>> Start

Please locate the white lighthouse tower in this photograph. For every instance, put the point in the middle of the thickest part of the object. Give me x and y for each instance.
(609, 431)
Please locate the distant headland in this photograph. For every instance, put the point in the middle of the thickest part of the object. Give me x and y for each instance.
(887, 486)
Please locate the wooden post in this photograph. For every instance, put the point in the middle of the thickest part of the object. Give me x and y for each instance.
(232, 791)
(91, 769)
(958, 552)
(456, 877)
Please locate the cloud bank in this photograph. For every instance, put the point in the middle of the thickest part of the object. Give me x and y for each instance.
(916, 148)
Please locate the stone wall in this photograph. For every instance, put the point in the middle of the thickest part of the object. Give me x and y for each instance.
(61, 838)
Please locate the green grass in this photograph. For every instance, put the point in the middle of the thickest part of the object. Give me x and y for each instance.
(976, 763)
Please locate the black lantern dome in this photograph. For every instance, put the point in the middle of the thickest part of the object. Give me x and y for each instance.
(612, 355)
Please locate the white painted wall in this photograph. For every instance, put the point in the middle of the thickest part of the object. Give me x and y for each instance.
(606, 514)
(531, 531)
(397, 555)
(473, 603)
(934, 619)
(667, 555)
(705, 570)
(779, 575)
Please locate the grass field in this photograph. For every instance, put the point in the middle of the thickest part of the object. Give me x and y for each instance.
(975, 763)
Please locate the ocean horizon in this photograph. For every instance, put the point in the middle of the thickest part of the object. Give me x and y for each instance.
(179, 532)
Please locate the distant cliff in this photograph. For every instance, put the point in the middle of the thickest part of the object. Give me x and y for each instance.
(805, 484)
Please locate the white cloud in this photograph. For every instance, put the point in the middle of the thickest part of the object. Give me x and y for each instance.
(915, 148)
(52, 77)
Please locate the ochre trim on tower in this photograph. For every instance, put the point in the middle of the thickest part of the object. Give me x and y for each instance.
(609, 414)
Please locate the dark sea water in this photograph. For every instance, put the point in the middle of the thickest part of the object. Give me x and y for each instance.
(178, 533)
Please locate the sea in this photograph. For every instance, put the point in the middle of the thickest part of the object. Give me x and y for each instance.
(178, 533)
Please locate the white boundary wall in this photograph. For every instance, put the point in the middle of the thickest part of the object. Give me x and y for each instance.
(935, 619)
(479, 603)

>> End

**WRITTEN INSTRUCTION**. Give the lines again from the one with "Please locate the white painted" through the end of the material, swapping "thickest" for "widest" and leaving everything else the same.

**SOLUTION TO THIS EXERCISE**.
Please locate the white painted wall in this photograph. For every instance, put the point in the middle of the widest part of the object. Give me x and y for each instance.
(606, 514)
(531, 531)
(397, 555)
(473, 603)
(934, 619)
(667, 555)
(705, 570)
(779, 575)
Please locate the grass field in this photograph. For every instance, put the point in the middle of the widest part of the object. Give me x and y for each instance.
(975, 763)
Please locate the ocean horizon in this photograph. For every instance, put the point in the middle of the widest part of the object. Give me x and y for each instance.
(179, 532)
Please locate the distant cliff in this photograph. For every instance, put the point in the middle of the widest part of the object. Give me x and y for each instance.
(805, 484)
Please locate the white cloud in this photograph. For every instance, put the point in the middle of the widest part of the object. Give me x and y for each instance.
(915, 148)
(52, 77)
Please locate the ochre trim on tower in this photograph. For every instance, put the point in the middle of the widest part of the object. Give me x and y for each instance.
(609, 414)
Please locate the dark sea water in this photograph. For every instance, put the point in the middle of the widest part of the object. Give me x and y for each instance.
(178, 533)
Please locate the sea in this photograph. For every instance, put the point in the middle of the widest part of the object. Give me x and y for each instance.
(178, 533)
Please locate the white boundary wall in this photograph. For every instance, put the point in the middle of the widest part of the object. Give me x and y for each instance.
(935, 619)
(479, 603)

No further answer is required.